[Stored dataset items]
[Start of section]

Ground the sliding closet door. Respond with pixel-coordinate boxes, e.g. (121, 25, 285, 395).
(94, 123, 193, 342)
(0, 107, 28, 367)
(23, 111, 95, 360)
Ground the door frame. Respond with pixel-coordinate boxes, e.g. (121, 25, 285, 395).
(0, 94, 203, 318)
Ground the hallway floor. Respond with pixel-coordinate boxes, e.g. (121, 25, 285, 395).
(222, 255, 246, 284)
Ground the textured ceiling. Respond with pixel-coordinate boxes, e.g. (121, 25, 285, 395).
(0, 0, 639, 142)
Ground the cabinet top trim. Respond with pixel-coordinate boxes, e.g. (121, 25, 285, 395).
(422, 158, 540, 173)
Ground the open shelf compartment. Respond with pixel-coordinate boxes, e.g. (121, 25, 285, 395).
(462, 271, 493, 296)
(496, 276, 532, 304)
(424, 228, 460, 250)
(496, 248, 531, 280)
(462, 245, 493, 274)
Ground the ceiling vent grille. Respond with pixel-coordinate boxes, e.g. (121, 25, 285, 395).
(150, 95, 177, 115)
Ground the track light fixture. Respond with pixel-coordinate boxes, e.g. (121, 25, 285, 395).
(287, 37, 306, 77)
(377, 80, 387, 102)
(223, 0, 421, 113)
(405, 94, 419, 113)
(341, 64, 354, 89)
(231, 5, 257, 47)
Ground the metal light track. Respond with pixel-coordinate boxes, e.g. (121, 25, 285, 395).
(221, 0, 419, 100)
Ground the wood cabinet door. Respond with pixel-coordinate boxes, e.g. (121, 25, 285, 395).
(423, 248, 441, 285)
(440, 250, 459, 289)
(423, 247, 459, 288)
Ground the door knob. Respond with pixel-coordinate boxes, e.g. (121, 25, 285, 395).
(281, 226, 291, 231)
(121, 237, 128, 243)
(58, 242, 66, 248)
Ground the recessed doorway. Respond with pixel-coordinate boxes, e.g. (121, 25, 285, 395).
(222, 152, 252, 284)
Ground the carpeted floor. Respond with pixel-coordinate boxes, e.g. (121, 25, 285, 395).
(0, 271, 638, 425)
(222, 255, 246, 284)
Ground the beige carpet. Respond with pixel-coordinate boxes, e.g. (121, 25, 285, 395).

[End of section]

#### [ACTIVITY]
Output, exactly and with nothing else, the lines from the line containing "Ground the carpeted" to the end of the entries.

#### [ANSWER TO THE EXERCISE]
Ground the carpeted floor. Respond with pixel-coordinate boxes, e.g. (121, 25, 285, 395).
(0, 271, 638, 425)
(222, 255, 246, 284)
Ground the beige carpet. Respond with pixel-coordinate boxes, e.g. (121, 25, 285, 395).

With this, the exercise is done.